(What you are asked to do)
Copy all of the items below line for line, adding 48 to each x and y coordinate in the answers. Leave the sample arrays and all other text unchanged.

(begin)

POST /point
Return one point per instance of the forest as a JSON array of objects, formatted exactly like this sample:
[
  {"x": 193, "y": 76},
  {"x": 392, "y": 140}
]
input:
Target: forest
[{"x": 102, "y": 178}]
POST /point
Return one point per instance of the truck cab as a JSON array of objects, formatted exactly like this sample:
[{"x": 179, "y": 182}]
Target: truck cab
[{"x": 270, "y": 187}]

(end)

(Output of the exercise)
POST /point
Return one point per instance of the forest as a JSON array of objects, formatted exactly like this sample:
[
  {"x": 193, "y": 76},
  {"x": 392, "y": 140}
]
input:
Target: forest
[{"x": 150, "y": 226}]
POST /point
Return one point per instance of the truck cab as a JSON array of objects, formatted exactly like this sample:
[{"x": 179, "y": 182}]
Target: truck cab
[{"x": 318, "y": 235}]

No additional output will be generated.